• **WRITTEN PROBLEM**: Return the records below from the line containing "Q: Locate the throw" onward, exactly, through and including the last line.

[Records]
--- BEGIN ---
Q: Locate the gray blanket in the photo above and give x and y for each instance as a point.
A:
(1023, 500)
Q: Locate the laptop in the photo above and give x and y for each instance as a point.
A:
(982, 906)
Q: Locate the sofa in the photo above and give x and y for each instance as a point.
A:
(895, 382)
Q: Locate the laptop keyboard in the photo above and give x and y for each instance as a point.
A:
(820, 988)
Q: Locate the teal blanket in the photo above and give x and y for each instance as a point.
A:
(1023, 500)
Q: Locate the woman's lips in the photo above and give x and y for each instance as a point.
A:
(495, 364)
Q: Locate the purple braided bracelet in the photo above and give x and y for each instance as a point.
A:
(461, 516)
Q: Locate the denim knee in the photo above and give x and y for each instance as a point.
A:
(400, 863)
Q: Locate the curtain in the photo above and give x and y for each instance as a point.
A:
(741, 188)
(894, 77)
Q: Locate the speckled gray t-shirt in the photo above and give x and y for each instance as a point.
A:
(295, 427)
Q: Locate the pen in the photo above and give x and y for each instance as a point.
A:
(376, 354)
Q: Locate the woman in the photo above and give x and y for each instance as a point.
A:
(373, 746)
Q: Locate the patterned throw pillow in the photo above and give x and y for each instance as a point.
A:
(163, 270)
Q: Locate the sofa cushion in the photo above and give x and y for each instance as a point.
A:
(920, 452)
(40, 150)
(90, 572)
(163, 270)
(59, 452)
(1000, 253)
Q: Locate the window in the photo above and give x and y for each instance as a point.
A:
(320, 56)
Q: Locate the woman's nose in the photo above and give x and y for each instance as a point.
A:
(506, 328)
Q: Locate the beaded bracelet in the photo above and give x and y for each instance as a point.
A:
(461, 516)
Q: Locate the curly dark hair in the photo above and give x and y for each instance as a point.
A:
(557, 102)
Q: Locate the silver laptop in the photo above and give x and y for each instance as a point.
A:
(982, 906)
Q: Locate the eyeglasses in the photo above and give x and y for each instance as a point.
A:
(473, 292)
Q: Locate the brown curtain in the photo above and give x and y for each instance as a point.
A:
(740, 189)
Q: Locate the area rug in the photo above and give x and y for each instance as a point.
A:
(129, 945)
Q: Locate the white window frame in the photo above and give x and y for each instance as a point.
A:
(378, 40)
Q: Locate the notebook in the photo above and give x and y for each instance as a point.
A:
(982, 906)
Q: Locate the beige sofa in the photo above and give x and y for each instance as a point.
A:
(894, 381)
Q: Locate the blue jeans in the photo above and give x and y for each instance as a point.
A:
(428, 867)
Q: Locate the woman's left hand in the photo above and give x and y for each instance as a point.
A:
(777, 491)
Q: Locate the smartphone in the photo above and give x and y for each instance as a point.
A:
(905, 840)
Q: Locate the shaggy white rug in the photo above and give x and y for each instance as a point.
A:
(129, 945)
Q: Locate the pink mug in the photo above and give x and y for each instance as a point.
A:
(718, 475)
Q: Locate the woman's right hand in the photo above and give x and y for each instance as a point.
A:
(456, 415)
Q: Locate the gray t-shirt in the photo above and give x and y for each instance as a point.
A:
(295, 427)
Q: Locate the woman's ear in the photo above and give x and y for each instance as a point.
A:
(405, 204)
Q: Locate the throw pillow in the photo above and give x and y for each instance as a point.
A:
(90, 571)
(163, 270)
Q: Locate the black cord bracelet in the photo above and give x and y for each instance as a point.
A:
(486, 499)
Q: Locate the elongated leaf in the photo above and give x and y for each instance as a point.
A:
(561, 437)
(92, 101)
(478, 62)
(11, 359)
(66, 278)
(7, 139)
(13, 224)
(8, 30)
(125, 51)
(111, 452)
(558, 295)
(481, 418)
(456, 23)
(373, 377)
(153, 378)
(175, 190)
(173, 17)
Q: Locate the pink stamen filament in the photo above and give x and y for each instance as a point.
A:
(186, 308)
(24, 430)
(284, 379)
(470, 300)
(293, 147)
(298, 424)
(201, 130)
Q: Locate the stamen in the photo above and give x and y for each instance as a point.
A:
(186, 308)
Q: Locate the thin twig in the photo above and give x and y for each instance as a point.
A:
--- END ---
• **WRITTEN ANSWER**:
Q: Locate the throw pillow in the photo above and give x and y for each instance as a point.
A:
(90, 571)
(163, 270)
Q: Locate the black cord bracelet in the photo above and give x and y for each instance as a point.
A:
(486, 499)
Q: Locate the elongated leaf in the photo above and give x and y for each instance as a point.
A:
(561, 437)
(92, 101)
(478, 62)
(11, 359)
(66, 278)
(7, 139)
(13, 224)
(8, 30)
(125, 51)
(111, 452)
(558, 295)
(481, 418)
(456, 23)
(373, 377)
(153, 378)
(175, 190)
(173, 17)
Q: Locate the pink stamen filament in the photo above and give x and y for each instance as a point.
A:
(186, 308)
(24, 430)
(284, 379)
(470, 300)
(293, 147)
(298, 424)
(201, 130)
Q: Locate the stamen in the photo above and give x and y for each instance as a point.
A:
(186, 308)
Q: Locate the thin twig in the photo above and give x and y for each instance as a point.
A:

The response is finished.